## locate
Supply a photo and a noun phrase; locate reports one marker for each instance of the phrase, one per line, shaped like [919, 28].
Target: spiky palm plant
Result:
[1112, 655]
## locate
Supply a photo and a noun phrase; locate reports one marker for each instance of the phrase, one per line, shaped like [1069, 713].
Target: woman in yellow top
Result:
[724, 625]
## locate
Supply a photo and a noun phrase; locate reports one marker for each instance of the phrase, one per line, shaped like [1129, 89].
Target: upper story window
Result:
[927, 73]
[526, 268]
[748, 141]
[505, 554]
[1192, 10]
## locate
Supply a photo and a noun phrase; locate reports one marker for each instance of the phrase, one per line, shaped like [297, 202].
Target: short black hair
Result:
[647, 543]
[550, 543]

* * *

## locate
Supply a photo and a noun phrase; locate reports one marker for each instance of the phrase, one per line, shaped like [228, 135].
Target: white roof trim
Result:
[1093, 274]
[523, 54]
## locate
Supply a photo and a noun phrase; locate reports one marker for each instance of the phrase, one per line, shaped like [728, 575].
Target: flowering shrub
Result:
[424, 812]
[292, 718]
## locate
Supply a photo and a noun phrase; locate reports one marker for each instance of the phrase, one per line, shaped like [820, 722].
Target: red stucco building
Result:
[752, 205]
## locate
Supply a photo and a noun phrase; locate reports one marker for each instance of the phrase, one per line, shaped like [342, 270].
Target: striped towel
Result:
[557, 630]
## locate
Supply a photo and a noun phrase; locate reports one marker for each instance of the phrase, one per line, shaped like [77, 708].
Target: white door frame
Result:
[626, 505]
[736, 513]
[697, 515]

* * *

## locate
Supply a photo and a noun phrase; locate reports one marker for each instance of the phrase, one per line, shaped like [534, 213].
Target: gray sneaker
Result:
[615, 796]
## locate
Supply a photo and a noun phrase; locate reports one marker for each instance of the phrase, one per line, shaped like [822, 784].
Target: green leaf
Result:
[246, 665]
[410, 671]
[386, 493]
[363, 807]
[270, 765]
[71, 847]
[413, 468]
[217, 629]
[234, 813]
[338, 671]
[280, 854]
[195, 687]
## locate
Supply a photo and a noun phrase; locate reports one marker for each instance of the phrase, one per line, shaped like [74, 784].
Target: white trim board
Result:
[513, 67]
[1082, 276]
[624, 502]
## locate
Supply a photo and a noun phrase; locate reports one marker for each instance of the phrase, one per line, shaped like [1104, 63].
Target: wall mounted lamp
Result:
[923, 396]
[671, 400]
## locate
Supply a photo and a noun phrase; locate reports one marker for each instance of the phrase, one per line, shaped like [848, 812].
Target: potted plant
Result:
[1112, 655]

§ WHAT IS EXPECTED:
Each line that holds the word "trim" should be extracted from the records.

§ PROBLEM SOLUTION:
Target: white roof trim
Target: white trim board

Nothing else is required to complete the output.